◆ EXTRACTED MATERIAL
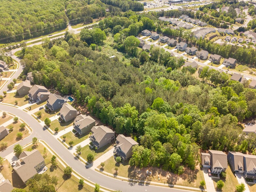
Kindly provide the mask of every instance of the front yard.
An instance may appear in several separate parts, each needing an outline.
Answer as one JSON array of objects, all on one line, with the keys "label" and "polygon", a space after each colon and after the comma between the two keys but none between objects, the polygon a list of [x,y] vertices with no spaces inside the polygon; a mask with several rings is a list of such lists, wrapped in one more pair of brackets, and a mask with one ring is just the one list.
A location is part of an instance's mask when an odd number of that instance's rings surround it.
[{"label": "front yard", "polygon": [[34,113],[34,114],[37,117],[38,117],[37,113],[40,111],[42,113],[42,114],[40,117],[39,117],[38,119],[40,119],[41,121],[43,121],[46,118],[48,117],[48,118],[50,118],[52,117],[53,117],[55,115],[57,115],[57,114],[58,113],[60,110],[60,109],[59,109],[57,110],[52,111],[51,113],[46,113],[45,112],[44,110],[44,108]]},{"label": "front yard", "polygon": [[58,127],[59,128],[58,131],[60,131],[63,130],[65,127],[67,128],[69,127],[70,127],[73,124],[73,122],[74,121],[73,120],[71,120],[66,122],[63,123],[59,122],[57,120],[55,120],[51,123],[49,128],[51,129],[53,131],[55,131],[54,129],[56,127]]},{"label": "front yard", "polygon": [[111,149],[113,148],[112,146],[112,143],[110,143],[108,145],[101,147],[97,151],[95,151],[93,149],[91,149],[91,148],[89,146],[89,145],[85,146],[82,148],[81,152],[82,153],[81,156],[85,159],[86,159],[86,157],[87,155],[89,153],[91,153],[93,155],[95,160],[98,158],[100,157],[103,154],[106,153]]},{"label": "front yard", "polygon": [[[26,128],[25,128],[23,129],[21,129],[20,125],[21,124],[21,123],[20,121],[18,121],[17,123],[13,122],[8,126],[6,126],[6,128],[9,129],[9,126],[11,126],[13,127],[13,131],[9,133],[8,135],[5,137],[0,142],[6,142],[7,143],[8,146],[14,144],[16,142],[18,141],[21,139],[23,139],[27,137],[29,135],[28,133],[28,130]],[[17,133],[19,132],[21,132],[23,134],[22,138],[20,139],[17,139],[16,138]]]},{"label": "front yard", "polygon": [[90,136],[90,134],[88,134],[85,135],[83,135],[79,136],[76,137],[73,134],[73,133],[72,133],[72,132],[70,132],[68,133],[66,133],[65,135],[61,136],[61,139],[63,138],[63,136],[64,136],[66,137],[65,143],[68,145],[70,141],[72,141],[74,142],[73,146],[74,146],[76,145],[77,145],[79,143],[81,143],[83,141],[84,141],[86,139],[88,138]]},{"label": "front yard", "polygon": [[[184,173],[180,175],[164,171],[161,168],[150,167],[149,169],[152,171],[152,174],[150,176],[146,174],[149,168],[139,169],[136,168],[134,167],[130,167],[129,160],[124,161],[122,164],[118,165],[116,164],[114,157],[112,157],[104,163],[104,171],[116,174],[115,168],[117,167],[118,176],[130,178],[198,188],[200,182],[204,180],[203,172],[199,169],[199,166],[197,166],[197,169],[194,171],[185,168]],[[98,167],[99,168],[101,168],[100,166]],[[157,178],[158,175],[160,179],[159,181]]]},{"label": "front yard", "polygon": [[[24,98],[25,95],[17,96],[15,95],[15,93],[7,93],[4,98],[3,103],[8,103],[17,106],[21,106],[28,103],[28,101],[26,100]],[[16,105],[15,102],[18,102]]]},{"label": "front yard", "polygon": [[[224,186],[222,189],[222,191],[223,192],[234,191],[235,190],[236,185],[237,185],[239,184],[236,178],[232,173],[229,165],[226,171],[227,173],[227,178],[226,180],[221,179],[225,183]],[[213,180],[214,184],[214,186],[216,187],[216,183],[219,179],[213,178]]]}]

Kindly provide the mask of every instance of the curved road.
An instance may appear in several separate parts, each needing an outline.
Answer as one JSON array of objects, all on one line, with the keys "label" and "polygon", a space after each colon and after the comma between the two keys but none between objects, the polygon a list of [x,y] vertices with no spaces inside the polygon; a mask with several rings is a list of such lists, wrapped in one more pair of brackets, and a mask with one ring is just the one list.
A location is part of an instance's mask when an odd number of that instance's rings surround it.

--

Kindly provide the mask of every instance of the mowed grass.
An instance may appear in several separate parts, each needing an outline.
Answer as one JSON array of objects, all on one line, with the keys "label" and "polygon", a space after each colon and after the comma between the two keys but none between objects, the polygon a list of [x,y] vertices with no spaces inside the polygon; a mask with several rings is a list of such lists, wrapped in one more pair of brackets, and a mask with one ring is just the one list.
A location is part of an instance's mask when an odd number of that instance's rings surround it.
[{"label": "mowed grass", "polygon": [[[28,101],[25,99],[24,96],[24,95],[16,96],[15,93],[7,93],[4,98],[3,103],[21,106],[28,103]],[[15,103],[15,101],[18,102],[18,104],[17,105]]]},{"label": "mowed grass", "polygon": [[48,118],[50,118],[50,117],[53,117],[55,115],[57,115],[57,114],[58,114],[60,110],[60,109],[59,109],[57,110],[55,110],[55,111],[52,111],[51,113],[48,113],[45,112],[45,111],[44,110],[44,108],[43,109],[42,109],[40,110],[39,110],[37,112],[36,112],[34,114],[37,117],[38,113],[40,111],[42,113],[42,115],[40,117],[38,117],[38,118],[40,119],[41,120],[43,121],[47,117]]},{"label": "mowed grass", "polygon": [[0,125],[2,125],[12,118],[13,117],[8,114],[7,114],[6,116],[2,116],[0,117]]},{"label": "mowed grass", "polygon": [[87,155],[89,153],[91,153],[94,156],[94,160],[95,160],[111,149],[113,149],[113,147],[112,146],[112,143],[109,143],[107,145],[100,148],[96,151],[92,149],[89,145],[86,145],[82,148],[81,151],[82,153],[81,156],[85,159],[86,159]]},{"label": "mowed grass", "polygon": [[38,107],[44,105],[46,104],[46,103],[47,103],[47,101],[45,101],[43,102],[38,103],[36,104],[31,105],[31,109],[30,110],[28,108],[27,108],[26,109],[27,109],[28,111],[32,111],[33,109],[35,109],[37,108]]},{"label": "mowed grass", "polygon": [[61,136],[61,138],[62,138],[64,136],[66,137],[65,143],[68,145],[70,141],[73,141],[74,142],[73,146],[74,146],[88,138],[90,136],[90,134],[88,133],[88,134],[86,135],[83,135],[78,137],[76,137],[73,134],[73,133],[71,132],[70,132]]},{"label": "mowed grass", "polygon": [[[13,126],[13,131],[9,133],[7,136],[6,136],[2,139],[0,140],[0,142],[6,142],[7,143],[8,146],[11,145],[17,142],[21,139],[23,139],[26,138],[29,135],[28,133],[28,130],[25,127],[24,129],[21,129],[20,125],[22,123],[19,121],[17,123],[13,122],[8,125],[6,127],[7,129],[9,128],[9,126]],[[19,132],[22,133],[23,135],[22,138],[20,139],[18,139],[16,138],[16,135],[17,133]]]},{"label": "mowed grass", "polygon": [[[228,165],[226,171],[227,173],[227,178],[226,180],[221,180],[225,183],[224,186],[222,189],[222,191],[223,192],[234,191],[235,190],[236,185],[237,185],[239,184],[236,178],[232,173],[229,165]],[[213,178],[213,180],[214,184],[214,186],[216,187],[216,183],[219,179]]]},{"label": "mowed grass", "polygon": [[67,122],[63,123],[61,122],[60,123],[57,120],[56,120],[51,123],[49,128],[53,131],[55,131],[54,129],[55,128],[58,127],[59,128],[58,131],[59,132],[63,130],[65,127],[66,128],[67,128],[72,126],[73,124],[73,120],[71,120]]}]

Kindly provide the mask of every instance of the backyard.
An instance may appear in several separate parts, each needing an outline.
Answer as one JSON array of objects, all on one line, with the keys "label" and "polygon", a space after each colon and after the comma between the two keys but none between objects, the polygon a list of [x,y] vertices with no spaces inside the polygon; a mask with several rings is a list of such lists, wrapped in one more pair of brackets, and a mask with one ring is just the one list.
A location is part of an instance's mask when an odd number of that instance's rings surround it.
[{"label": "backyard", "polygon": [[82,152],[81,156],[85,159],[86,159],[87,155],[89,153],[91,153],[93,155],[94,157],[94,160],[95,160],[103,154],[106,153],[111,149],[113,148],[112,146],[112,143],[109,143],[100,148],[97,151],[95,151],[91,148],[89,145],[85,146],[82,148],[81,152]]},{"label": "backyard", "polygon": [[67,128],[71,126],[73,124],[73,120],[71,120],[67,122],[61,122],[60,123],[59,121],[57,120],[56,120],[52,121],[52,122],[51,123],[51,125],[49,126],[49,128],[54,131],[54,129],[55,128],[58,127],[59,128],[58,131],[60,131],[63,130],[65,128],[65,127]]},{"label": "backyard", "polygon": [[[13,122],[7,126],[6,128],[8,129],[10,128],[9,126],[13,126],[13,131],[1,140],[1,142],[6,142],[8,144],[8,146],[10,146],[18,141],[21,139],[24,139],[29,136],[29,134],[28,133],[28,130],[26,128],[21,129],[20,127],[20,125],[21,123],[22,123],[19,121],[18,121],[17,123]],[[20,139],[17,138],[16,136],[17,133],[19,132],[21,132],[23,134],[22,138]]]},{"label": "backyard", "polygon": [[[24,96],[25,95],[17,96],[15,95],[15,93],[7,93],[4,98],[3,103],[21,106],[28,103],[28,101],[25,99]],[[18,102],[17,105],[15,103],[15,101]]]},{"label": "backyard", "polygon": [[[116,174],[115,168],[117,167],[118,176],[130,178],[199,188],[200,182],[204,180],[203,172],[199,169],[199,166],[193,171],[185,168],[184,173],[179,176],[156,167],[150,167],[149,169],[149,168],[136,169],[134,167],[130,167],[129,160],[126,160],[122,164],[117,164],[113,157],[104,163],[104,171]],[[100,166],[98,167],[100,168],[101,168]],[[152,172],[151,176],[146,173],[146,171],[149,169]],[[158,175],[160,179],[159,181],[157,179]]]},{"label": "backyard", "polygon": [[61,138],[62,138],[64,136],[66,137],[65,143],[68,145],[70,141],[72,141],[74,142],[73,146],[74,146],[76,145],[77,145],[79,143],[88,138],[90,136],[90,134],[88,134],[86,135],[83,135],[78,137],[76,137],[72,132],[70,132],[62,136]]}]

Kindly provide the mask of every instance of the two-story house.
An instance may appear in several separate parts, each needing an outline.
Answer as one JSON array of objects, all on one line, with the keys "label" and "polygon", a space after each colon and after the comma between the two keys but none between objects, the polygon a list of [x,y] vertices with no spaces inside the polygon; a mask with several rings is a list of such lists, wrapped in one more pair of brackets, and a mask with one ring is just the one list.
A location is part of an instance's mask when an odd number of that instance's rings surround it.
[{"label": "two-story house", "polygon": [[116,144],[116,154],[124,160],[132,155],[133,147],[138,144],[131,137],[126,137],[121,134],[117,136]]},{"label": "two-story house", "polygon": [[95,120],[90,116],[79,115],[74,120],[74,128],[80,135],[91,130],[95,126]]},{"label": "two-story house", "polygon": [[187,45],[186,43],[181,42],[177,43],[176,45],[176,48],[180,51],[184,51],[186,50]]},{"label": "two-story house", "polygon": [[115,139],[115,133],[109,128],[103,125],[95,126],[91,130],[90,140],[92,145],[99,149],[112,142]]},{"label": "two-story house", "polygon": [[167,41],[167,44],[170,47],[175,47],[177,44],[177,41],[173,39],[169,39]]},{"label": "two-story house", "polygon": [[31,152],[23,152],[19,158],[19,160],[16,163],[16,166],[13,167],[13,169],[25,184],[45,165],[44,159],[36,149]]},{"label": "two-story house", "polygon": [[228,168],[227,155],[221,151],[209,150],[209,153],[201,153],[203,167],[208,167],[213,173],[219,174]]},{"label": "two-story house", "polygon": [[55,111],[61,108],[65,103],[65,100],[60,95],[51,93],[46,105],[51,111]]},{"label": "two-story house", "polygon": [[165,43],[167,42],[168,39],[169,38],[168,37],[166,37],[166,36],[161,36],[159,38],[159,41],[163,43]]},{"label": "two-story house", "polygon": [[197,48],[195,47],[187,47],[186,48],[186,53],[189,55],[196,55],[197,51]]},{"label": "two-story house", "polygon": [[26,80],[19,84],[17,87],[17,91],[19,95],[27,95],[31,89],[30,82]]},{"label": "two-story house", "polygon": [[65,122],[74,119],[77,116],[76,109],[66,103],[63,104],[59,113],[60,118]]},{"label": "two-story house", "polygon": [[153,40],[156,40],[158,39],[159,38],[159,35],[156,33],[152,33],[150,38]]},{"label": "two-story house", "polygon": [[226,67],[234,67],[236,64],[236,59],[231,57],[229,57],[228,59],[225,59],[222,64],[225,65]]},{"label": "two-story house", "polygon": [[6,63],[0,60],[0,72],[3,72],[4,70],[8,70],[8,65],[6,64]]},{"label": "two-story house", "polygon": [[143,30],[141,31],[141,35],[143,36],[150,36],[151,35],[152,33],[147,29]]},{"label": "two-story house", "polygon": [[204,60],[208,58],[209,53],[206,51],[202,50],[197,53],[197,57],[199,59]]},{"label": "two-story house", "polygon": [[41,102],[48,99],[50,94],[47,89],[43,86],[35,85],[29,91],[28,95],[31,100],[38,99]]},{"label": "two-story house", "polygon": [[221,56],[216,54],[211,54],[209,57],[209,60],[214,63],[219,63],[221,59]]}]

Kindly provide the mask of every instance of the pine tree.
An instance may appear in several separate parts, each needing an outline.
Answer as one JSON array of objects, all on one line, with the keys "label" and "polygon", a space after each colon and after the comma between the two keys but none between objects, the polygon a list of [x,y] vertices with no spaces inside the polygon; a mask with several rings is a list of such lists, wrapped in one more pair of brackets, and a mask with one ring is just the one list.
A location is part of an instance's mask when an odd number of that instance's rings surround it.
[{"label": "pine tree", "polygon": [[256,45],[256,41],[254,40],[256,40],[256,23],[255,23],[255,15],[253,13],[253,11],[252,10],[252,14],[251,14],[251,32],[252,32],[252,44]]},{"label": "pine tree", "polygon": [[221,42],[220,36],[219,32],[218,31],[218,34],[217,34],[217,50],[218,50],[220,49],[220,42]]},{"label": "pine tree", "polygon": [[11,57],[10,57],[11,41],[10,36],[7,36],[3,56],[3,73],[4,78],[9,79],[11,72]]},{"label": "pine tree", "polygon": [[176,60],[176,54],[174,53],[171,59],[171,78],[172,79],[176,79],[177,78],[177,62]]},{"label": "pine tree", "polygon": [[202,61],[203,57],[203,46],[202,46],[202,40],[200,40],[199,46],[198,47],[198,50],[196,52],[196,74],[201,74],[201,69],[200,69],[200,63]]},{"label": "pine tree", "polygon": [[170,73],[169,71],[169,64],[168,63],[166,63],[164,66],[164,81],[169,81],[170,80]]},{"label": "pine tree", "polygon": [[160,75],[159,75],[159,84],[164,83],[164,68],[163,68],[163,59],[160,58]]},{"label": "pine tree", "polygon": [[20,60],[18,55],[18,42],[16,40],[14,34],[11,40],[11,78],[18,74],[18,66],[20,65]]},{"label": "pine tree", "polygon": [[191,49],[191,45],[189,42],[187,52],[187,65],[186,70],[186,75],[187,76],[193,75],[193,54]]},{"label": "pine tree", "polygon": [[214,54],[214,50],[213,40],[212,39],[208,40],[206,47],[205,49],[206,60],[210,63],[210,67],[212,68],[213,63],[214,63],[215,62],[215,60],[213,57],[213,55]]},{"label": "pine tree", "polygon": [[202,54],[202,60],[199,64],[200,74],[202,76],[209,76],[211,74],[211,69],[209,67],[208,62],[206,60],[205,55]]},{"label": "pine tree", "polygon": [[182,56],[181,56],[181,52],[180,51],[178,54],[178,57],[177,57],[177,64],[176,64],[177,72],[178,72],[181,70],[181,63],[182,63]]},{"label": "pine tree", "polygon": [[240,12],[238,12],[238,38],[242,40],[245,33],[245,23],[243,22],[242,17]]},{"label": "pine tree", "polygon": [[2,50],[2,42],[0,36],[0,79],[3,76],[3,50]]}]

◆ TASK TO COMPLETE
Pull out every line above that contains the word "provide", and copy each one in full.

◆ SOLVED EXERCISE
Kindly provide the mask of every instance of the front yard.
Kindly provide the mask of every instance of the curved road.
Kindly provide the mask of every instance of the mowed grass.
Kindly provide the mask of every instance of the backyard.
Kindly provide the mask of every instance of the two-story house.
Kindly provide the mask of every instance of the pine tree.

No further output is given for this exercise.